» What the exercise asks
Pick up the news article on Germany's warning about cyberattack risks after its last sentence and carry it forward.

» Text passage
Germany Warns Of Ukraine Crisis Hacking Risk

German financial regulator BaFin on Tuesday warned that a “very big and very present” risk of cyberattacks has been raised by Russia’s invasion of Ukraine.

The warning follows a series of damaging cyberattacks on German wind-energy companies, which are seen as benefiting from any disruption in the EU’s use of Russian oil.

The conflict has made “cyberattacks on the German financial sector more probable”, said BaFin president Mark Branson, according to Reuters.

Speaking at an annual press conference, Branson said direct effects of the war and the resulting sanctions were manageable but that secondary and tertiary effects could be more problematic.

Hacker targets

Attacks on industrial infrastructure are complex and as a result are relatively uncommon.

The timing of the attacks on the three wind-energy companies, Deutsche Windtechnik, Nordex and Enercon, suggests they were motivated by support for Russia’s invasion.

Enercon, a maker of turbines for wind-energy farms, said its infrastructure was affected by an attack on a satellite company in February that occurred as Russian troops were entering Ukraine.

The attack temporarily knocked out remote control of 5,800 of Enercon’s wind turbines, although they continued to operate in automatic mode.

Nordex, also a turbine maker, said it discovered a security incident on 31 March that forced it to temporarily shut down its IT systems.

The company said it detected an intrusion at “an early stage” and initiated a response.

(Image annotation data)
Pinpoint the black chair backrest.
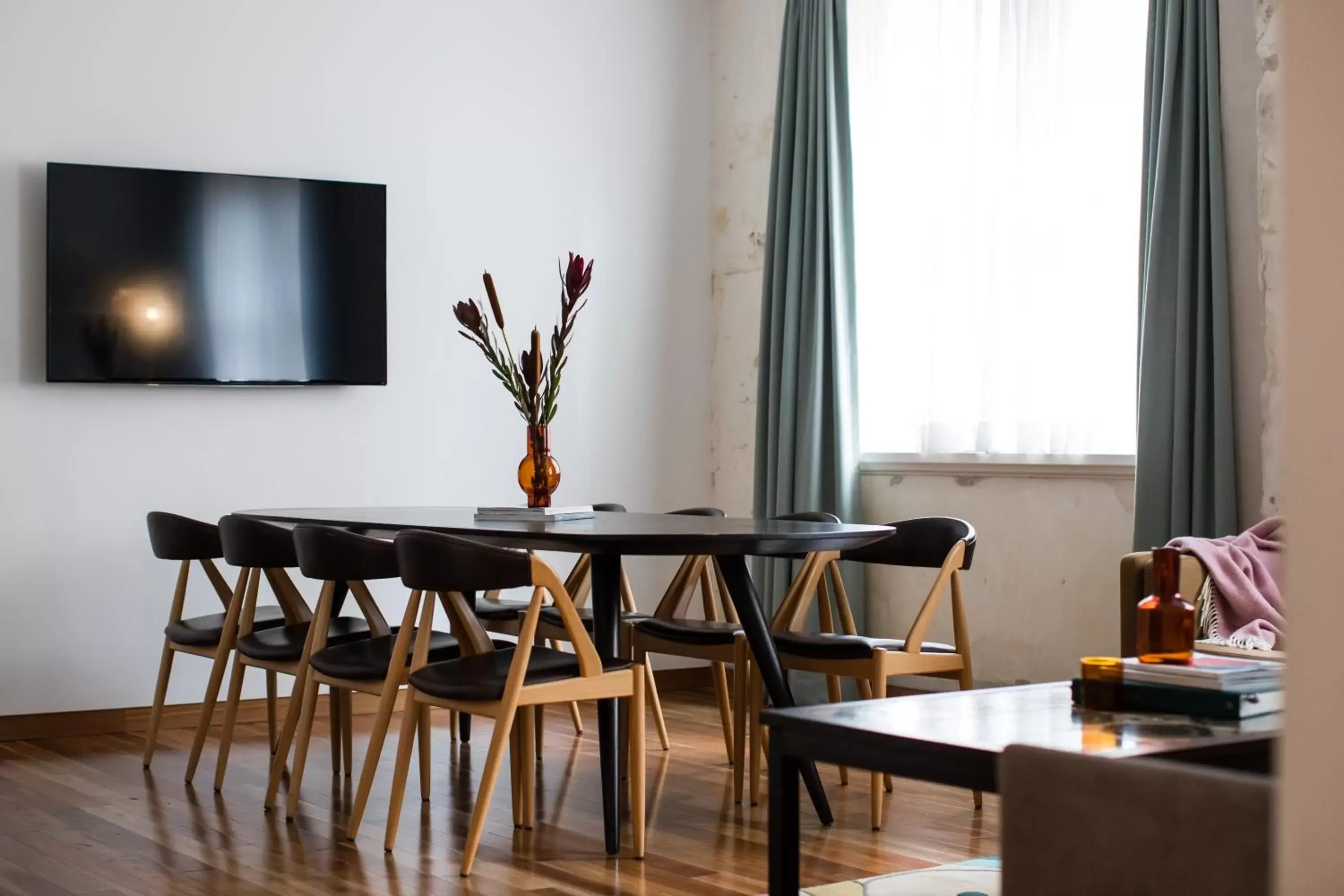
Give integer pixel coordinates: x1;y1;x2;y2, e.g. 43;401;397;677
667;508;727;516
219;514;298;569
840;516;976;569
293;522;399;582
770;510;840;522
395;529;532;594
145;510;224;560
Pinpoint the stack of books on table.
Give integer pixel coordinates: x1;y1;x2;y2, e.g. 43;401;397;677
476;505;597;522
1075;653;1284;719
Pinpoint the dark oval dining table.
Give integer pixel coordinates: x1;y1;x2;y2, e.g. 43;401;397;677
238;506;892;854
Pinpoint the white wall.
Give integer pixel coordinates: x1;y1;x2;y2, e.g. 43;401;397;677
0;0;711;713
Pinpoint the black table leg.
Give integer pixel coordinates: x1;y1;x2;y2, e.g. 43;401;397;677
593;553;621;856
770;733;802;896
720;555;835;825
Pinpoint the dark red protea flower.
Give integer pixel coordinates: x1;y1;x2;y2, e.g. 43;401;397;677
453;300;481;333
560;253;593;305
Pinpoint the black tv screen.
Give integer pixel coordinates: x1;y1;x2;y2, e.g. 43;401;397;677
47;163;387;384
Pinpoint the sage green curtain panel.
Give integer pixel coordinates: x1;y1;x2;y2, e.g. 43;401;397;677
1134;0;1236;549
755;0;863;612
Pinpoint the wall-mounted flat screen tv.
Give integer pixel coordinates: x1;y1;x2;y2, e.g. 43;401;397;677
47;163;387;386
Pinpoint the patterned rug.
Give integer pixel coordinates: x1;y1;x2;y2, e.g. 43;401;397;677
802;856;1001;896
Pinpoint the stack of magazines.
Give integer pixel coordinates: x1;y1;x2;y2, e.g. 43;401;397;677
476;505;597;522
1074;653;1284;719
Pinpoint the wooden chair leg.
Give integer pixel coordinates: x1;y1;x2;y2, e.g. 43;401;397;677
285;676;319;821
508;725;523;830
626;665;648;858
868;647;887;830
187;645;237;784
517;706;536;830
141;638;176;768
327;688;341;775
710;662;732;763
215;657;247;794
570;700;583;736
827;676;849;787
732;635;750;805
266;669;280;755
747;666;765;806
458;706;526;877
636;650;672;752
383;690;419;853
957;658;985;809
263;666;308;811
415;704;434;802
345;684;399;840
340;688;355;778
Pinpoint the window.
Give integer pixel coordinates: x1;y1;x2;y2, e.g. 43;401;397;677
848;0;1148;455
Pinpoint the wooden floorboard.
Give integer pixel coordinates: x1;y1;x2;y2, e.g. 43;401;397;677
0;693;999;896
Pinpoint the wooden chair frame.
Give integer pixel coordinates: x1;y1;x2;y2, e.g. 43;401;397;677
141;557;259;780
266;579;444;822
211;569;387;790
179;567;312;790
625;555;746;764
481;553;607;752
383;556;644;877
536;553;672;751
749;541;982;830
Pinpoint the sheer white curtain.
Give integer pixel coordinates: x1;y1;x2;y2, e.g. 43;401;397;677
849;0;1148;455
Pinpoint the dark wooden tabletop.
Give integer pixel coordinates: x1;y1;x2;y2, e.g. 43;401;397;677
238;506;892;556
762;681;1284;756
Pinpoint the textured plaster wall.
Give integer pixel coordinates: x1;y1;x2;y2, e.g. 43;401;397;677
1255;0;1286;514
710;0;784;516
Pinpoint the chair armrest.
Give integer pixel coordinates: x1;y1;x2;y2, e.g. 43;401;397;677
1120;551;1208;657
999;745;1274;896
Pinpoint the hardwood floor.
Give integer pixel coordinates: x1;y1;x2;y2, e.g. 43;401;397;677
0;693;999;896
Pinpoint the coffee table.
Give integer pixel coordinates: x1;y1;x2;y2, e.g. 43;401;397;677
761;681;1284;896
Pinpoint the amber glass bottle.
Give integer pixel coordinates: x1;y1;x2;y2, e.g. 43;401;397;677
1138;548;1195;662
517;425;560;506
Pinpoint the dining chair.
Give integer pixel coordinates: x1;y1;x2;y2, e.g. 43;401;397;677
383;530;644;877
628;508;750;764
266;524;473;840
208;516;387;791
476;504;626;750
142;510;285;768
539;508;732;762
749;516;982;830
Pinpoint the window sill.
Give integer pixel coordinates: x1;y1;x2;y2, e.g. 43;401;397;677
859;452;1134;479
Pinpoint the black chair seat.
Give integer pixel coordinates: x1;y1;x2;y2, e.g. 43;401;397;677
410;646;630;700
774;631;957;659
476;598;527;622
309;626;460;681
634;616;742;647
238;616;368;662
164;607;285;647
542;607;652;634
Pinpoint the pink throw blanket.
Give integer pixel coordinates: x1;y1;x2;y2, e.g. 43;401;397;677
1168;516;1284;649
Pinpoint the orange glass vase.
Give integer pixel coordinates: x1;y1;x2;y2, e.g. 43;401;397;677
517;426;560;506
1136;548;1195;662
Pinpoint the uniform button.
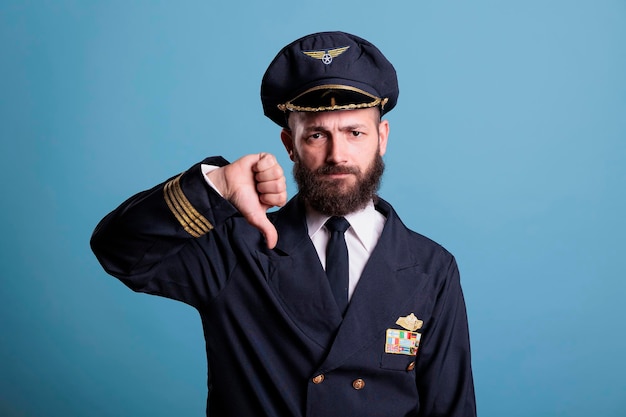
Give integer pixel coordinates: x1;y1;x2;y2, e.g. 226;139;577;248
352;378;365;390
311;374;324;384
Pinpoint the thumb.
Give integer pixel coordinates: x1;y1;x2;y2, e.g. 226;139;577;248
246;212;278;249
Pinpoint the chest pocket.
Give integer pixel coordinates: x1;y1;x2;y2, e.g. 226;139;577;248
380;353;415;372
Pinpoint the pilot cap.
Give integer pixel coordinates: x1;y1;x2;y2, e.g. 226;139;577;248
261;32;399;127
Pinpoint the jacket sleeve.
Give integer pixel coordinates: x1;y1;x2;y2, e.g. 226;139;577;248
415;254;476;417
91;157;246;307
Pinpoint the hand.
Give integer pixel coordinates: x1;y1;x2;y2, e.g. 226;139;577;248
207;153;287;249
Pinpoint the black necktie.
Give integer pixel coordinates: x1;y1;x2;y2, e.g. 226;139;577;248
326;217;350;315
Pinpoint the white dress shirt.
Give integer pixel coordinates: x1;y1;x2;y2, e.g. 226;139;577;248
304;202;385;300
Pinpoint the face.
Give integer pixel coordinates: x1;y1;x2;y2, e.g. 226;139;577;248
281;108;389;216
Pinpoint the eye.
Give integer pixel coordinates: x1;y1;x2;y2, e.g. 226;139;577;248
306;132;326;144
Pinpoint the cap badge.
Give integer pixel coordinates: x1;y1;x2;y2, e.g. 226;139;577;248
302;46;350;65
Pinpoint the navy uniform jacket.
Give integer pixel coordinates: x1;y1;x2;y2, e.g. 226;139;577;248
91;158;476;417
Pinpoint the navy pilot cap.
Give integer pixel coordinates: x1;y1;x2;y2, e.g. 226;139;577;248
261;32;398;127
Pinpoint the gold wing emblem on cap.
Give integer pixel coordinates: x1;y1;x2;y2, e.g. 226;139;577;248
302;46;350;65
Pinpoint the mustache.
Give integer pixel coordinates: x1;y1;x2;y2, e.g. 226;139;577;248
315;165;361;175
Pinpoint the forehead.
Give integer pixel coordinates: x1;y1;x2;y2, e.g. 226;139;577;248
289;108;380;129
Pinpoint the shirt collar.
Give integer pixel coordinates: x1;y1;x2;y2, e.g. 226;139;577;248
306;201;384;251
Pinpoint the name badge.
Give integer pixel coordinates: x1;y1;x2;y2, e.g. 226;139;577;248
385;329;422;356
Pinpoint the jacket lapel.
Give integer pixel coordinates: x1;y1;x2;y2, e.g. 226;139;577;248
260;196;342;349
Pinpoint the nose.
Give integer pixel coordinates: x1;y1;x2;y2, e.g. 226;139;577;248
326;135;347;165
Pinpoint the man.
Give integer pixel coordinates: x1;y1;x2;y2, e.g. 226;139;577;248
91;32;476;417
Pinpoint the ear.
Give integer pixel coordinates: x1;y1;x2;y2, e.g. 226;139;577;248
378;120;389;156
280;129;293;161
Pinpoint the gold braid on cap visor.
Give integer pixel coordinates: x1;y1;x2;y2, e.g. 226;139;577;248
277;84;389;112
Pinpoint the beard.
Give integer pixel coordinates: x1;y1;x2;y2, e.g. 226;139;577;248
293;149;385;216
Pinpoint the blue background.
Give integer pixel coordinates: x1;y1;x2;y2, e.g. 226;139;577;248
0;0;626;417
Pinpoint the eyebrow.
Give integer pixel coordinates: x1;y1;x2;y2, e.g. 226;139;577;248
304;123;367;133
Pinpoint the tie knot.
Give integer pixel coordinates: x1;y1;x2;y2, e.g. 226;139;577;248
326;216;350;233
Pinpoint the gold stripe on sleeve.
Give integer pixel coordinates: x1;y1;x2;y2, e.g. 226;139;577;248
163;174;213;237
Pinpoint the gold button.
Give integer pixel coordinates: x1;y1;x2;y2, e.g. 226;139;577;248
311;374;324;384
352;378;365;389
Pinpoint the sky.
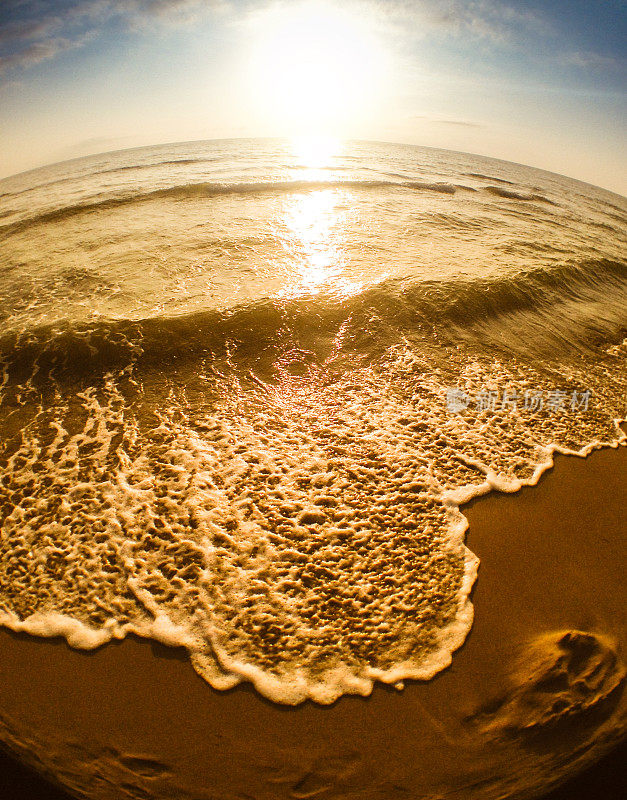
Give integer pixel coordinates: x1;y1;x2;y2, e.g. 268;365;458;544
0;0;627;194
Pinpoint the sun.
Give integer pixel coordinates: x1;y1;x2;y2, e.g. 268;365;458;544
250;2;385;136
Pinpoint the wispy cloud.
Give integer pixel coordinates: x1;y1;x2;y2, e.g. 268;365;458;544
410;114;486;128
0;0;224;73
0;0;616;80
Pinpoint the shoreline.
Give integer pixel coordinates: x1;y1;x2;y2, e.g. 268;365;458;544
0;447;627;798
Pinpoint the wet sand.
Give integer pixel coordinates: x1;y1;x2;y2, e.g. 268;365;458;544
0;447;627;800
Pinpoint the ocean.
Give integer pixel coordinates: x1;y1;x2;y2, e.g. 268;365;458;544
0;139;627;704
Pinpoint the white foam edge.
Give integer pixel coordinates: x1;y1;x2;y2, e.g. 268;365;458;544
0;418;627;705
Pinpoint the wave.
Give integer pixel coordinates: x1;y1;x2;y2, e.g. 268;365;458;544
0;259;627;382
0;180;465;241
484;186;556;206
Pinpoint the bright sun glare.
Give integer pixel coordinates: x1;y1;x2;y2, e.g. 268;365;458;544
250;2;385;135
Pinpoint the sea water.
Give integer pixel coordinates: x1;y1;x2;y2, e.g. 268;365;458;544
0;140;627;704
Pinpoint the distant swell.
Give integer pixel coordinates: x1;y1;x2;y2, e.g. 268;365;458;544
0;180;456;236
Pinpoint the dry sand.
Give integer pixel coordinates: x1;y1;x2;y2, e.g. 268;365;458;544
0;447;627;800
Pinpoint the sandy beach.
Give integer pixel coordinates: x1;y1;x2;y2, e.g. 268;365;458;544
0;447;627;800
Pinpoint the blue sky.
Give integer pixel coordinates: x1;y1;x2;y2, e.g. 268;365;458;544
0;0;627;193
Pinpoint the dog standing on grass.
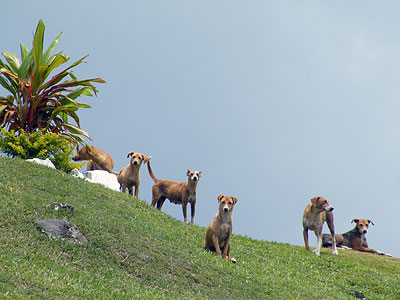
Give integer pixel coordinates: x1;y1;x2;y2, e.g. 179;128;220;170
147;162;201;224
303;196;338;255
204;195;237;262
322;219;391;256
117;152;151;198
72;146;118;175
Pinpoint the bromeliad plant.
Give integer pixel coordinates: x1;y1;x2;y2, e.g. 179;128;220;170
0;20;105;144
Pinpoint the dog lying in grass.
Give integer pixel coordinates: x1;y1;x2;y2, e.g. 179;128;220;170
322;219;391;256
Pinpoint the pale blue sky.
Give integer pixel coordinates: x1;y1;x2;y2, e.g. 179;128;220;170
0;0;400;257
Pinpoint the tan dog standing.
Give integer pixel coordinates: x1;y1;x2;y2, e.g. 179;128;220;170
72;146;117;174
147;162;201;224
322;219;391;256
118;152;151;198
303;196;338;255
204;195;237;262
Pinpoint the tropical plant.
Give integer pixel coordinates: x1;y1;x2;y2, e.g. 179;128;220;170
0;20;105;144
0;128;84;173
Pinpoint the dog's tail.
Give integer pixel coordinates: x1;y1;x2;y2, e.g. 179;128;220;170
147;159;158;183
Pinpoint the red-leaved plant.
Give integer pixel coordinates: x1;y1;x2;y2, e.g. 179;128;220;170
0;20;105;144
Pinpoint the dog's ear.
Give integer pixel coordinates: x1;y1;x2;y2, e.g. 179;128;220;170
311;196;321;206
142;155;152;163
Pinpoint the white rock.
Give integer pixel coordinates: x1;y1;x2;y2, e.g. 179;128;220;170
85;170;119;191
27;158;56;169
71;168;85;179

» Task result
Growing risk

“The incident response team of internal and external security experts has been set up immediately in order to contain the issue and prevent further propagation and to assess the extent of potential exposure,” Nordex said at the time.

Deutsche Windtechnik, which specialises in maintenance of wind turbines, was hacked in April, knocking out remote-control systems for about 2,000 wind turbines in Germany for about a day.

Deutsche Windtechnik director Matthias Brandt told the Wall Street Journal that the crisis in Ukraine “shows us that renewables are replacing oil and gas in the future”.

Germany has so far rejected sanctions on Russian oil, on which it is heavily dependent, but has been gradually reducing that source with others.

At a Monday meeting of EU ministers Germany’s economic minister said the country would be able to weather a Russian oil ban by the end of this year, appearing to back tougher sancitons.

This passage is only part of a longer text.